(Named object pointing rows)
■ ■ ■ ■
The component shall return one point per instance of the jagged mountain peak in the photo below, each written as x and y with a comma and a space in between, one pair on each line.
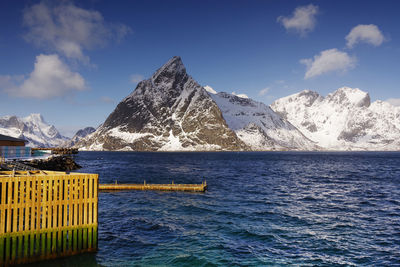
169, 111
173, 69
236, 99
344, 120
32, 128
350, 96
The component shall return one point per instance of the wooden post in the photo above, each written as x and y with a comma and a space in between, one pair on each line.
45, 215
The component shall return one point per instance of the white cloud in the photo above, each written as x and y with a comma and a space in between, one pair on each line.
365, 33
394, 101
240, 95
263, 91
328, 61
210, 89
303, 19
136, 78
68, 29
107, 100
50, 78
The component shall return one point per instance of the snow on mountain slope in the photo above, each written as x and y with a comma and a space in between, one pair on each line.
■ ■ ■ ■
§ **The exercise**: Rewrite the rows as a Markdown table with the columns No. and Line, starting with the line that contains "The component shall return one point per instance of the white" and going on through the end of the rows. Number each line and leave out any blank lines.

§ **Result**:
| No. | Line |
|---|---|
| 1 | The component shall return one point per instance of the white cloud in the photo above, each written as x and y with a comma and a space in between, one pair on each line. |
| 2 | 365, 33 |
| 3 | 394, 101 |
| 4 | 240, 95 |
| 5 | 263, 91 |
| 6 | 328, 61 |
| 7 | 210, 89 |
| 8 | 303, 19 |
| 9 | 136, 78 |
| 10 | 68, 29 |
| 11 | 107, 100 |
| 12 | 50, 78 |
| 13 | The component shall return one point per instance of the snow on mountain slope in the photo above, each written as x and y with a comma and a space in between, one pair on each line. |